◆ Written exercise: Quote exactly, and only, the lines from the one with "of the front" through the end of the listing.

◆ Data entries:
[start]
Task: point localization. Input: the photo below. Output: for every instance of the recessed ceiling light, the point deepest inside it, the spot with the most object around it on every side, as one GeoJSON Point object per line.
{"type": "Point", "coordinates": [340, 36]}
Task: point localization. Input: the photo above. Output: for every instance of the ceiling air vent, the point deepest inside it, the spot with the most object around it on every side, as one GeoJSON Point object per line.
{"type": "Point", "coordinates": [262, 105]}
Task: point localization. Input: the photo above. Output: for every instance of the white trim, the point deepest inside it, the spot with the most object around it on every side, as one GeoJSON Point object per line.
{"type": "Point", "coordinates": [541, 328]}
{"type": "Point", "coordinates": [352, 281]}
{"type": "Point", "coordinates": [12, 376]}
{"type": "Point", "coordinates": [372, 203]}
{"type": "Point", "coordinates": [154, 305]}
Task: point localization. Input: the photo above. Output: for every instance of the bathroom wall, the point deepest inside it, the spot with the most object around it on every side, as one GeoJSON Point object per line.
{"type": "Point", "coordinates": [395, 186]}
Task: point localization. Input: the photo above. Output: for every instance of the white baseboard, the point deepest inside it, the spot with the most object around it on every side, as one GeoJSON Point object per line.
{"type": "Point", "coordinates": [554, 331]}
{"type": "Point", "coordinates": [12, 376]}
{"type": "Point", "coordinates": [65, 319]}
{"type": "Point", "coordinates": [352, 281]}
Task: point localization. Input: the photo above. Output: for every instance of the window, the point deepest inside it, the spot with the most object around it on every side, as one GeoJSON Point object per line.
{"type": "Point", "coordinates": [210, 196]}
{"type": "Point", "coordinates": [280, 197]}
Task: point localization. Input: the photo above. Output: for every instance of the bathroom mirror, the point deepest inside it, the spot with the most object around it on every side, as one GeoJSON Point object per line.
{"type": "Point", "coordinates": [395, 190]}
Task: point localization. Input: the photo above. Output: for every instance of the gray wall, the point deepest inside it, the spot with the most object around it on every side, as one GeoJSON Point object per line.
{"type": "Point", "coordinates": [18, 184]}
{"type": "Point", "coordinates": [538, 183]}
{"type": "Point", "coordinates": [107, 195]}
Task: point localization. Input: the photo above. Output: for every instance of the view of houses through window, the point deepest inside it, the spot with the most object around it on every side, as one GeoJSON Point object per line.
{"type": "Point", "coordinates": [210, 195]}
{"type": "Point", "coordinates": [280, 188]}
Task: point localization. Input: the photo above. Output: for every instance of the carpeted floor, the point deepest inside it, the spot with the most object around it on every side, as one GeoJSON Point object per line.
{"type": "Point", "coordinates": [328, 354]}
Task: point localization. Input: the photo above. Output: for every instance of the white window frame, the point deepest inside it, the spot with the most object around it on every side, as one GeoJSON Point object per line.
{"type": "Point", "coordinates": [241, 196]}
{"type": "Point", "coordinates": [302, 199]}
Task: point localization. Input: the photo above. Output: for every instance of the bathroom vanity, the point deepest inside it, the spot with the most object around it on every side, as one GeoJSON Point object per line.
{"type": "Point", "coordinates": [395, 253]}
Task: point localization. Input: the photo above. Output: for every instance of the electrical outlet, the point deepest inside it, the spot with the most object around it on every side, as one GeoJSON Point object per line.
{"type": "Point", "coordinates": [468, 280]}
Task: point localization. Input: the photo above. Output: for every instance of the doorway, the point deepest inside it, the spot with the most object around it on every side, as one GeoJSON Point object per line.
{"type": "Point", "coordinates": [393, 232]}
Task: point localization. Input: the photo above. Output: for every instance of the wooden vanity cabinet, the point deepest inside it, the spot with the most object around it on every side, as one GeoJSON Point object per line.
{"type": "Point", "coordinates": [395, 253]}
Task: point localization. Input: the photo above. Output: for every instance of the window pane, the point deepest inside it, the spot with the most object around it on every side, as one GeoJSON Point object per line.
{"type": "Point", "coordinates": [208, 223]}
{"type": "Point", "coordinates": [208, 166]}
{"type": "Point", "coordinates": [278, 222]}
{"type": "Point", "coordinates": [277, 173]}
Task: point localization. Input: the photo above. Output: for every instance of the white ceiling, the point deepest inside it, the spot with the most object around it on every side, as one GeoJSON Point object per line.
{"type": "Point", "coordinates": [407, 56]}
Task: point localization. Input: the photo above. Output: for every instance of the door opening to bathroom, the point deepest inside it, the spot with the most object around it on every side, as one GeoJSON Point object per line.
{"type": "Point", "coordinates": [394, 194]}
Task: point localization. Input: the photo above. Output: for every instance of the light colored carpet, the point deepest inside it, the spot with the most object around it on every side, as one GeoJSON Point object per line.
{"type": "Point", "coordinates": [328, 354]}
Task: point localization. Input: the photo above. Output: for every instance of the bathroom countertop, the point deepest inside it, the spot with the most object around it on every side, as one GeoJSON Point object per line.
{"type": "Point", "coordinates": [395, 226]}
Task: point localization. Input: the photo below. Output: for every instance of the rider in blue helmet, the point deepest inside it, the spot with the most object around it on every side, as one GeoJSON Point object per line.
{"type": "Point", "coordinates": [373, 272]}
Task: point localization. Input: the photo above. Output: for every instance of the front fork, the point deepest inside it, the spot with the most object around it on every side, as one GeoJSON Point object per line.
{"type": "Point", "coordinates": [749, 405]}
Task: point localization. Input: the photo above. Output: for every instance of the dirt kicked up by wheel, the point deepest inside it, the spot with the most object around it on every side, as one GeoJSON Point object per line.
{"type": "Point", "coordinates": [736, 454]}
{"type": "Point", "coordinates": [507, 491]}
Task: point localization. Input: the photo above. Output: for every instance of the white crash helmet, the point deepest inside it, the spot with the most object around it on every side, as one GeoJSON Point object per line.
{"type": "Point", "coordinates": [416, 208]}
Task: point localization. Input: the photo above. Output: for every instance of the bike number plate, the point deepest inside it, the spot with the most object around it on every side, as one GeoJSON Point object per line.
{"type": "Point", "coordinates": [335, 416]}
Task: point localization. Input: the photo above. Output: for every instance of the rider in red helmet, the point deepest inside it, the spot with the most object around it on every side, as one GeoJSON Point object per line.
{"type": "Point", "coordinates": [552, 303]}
[end]
◆ Full answer:
Task: point localization. Input: the photo above. Output: for every instance of the front fork, the point deepest inside it, the spot with the most object around it on every side, as one GeoJSON Point object per line.
{"type": "Point", "coordinates": [749, 405]}
Task: point localization. Input: the photo above. Output: for every instance of the dirt kicked up by wheel, the point deepest inside it, the spot with the most object around it on every side, as one GeoJSON Point object per line.
{"type": "Point", "coordinates": [736, 454]}
{"type": "Point", "coordinates": [507, 491]}
Task: point localization. Input: the photo above. Output: for every instance of the white crash helmet, the point deepest inside it, the spot with the most object around it on every side, as one GeoJSON Point object per line.
{"type": "Point", "coordinates": [416, 208]}
Task: point localization. Input: the photo above. Output: for every instance of the bike number plate, the point deepest inside it, the spot with the most object around it on every side, as one GeoJSON Point object per line.
{"type": "Point", "coordinates": [335, 416]}
Task: point localization. Input: the photo above. Output: for every instance of the rider in red helmet, the point deepest inside it, the spot with the most object around it on every side, as one GeoJSON Point object per line.
{"type": "Point", "coordinates": [552, 303]}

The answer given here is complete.